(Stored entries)
*****
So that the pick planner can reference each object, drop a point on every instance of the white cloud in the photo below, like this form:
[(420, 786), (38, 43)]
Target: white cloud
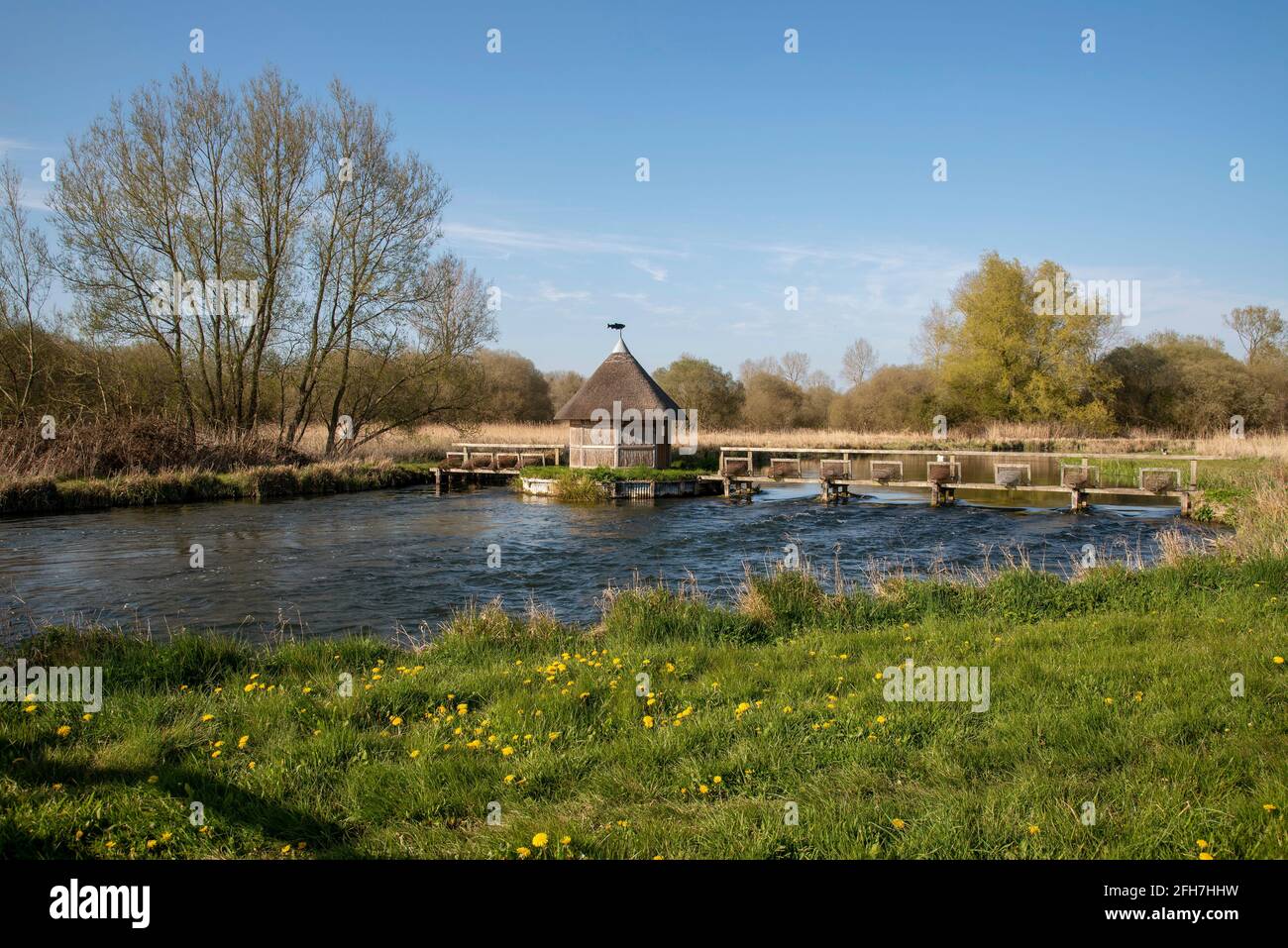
[(554, 295), (657, 273), (562, 243)]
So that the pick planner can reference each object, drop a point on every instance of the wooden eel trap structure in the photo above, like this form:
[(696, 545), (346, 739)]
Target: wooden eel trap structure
[(475, 464), (836, 471)]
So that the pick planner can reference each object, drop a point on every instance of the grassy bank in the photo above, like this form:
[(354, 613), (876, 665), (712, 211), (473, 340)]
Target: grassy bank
[(51, 494), (1113, 689)]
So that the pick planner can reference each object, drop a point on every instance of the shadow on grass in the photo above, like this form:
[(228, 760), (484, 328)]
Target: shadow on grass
[(227, 804)]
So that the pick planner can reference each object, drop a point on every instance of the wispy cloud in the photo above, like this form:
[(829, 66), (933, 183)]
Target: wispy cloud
[(643, 301), (553, 294), (563, 243), (657, 273)]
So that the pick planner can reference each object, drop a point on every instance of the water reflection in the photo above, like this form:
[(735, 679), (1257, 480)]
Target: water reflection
[(391, 558)]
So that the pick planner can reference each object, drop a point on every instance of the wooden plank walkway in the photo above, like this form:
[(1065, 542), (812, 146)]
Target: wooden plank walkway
[(836, 469)]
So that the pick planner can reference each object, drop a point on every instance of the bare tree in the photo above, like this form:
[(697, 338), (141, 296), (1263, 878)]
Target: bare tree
[(170, 198), (1258, 329), (26, 275), (795, 368), (934, 337), (403, 373), (858, 363)]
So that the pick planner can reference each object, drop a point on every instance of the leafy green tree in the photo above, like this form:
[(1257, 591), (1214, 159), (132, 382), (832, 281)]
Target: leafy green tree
[(1013, 359), (699, 384)]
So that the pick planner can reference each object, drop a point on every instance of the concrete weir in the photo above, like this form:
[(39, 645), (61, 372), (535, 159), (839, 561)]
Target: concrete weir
[(626, 489)]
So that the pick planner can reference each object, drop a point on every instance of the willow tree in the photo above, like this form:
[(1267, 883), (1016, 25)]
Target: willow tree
[(303, 209), (1013, 359)]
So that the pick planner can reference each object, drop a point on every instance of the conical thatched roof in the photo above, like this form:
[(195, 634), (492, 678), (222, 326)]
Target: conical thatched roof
[(618, 378)]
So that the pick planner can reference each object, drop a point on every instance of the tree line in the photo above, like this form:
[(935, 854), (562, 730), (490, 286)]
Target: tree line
[(250, 260), (346, 313), (991, 355)]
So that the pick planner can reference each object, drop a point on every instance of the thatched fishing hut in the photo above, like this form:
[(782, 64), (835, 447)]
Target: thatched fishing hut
[(619, 417)]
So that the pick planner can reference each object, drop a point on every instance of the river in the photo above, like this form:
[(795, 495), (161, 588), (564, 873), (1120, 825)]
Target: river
[(385, 559)]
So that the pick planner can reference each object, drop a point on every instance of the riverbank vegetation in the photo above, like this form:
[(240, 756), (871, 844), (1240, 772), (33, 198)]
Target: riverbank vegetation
[(1115, 728), (187, 485)]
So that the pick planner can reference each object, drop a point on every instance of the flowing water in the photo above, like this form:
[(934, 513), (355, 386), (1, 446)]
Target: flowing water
[(385, 559)]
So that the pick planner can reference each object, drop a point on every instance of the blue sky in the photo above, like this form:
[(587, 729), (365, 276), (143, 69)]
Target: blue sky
[(767, 168)]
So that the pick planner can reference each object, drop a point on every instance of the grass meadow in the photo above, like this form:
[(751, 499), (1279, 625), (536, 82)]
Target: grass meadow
[(1112, 690)]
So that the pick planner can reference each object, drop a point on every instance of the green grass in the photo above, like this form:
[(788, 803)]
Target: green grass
[(606, 475), (47, 494), (1171, 760), (583, 484)]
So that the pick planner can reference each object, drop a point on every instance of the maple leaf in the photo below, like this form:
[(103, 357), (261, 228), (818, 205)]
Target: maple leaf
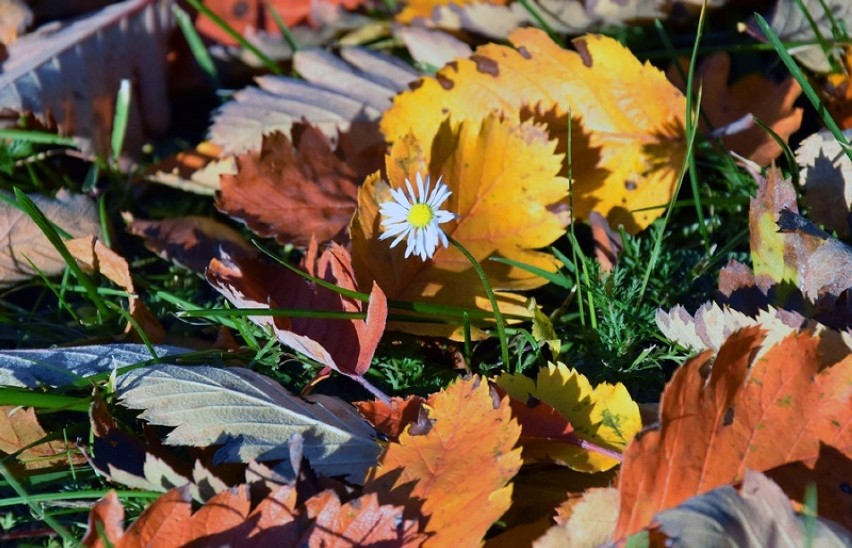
*****
[What you are asked to do] Reproduce all of the records above verbatim, leaving out every picture.

[Answer to the exercise]
So that the pick planner can reference each object, drop a point on every instance of the white cloud in the photo below, like this form:
[(420, 786), (38, 43)]
Target: white cloud
[(554, 295), (657, 273), (562, 243)]
So that the pick planner can reference each object, drop a point on every instance of the wooden eel trap structure in the photo above, like this form:
[(696, 545), (346, 739)]
Target: wooden eel trap structure
[(475, 464), (836, 471)]
So that the pick planner can reference each object, drop a point on every instance of the grassy bank in the photo above, like this form:
[(354, 613), (876, 665), (712, 211), (473, 340)]
Target: grassy bank
[(51, 494), (1113, 689)]
So that the pick planner can reference each object, drop a point on every instance of the shadow on grass in the photo above, like this form:
[(228, 760), (484, 328)]
Target: shadow on grass
[(227, 804)]
So that the pick planner can reference each object, drop a point on every instance of the wispy cloud in the photo above, like this form:
[(829, 66), (933, 183)]
Target: wispy cloud
[(643, 301), (553, 294), (563, 243), (657, 273)]
So that the pick planner can reference each object, drop a point on every instance of the water reflection in the photo above, like this form:
[(735, 679), (1257, 480)]
Target: water reflection
[(391, 558)]
So that the pick planner can reference each object, drop a point on every instance of the wooden plank walkway in the photo above, like this form:
[(1065, 542), (812, 146)]
Target: wooden plank walkway
[(836, 469)]
So that the pick planner can reference each object, drop a point on every instance of the bare tree in the photo above, like this form:
[(697, 338), (141, 296), (1263, 878)]
Target: bare tree
[(170, 198), (1258, 329), (26, 275), (795, 368), (934, 337), (403, 373), (858, 363)]
So that the pick planner can reference each object, drop a point on every instance of the leafy green tree in the photo above, like this form:
[(1257, 591), (1214, 159), (132, 382), (832, 281)]
Target: leafy green tree
[(1013, 359), (699, 384)]
So that the pick planner can reference each object, drop a point on every instance of the concrete weir in the photo above, like this form:
[(39, 645), (61, 372), (535, 159), (839, 561)]
Target: concrete weir
[(626, 489)]
So that the pick planner can reference each object, drop a point on every instance of the willow tree in the photo above, like this form:
[(1267, 883), (1016, 25)]
Target: willow tree
[(303, 209), (1013, 359)]
So that the pick planner can reference each object, drop a point on every instance of the conical thatched roof in the photo above, like this form:
[(195, 634), (492, 678), (222, 326)]
Target: conical thatched roof
[(618, 378)]
So that the pick planner can reference each object, drop a point on every instance of the tree line in the photo above, like this form:
[(935, 854), (562, 730), (490, 286)]
Target: tree line
[(250, 260), (346, 313), (991, 355)]
So that the pick planner can reference each object, drop a point on every instance of the thatched fishing hut in the photo above, like this form:
[(782, 64), (835, 447)]
Target: thatched fishing hut
[(619, 417)]
So that the pick planner can reference each object, drop a point on every instance of the river in the photo above, like this form:
[(795, 495), (161, 588), (564, 873), (1120, 825)]
Target: river
[(385, 559)]
So that the pick planner can reference each object, drop a point on every instance of the riverbank vegetation in the photo above, like this form:
[(240, 756), (871, 844), (1240, 772), (33, 198)]
Target: riverbank vegetation
[(1115, 728), (187, 485)]
So that the pick planner can reference each object, drop a point on every instance of the flowing water in the photo above, like this form:
[(934, 513), (355, 386), (1, 446)]
Target: flowing water
[(385, 559)]
So that the pick planner can reference each object, drop a point on every instance of the blue sky in the photo above, like this form:
[(587, 729), (365, 276), (143, 69)]
Target: blue sky
[(767, 168)]
So that the pick planner can reference each object, drop a point on every instance of the grass meadow in the photo above, like this form:
[(751, 499), (1279, 625), (536, 82)]
Target: grass meadow
[(1112, 690)]
So that the pick planner can reference each object, drop a point on every instance of the green grass in the photo above, like this form:
[(788, 803)]
Target: green grass
[(606, 475), (47, 494), (1171, 760), (583, 484)]
So that the pick planner can reference each object, drop a point on every instance of the maple leaf in the photo below, like this form:
[(103, 357), (261, 228), (818, 205)]
Target: maple leaf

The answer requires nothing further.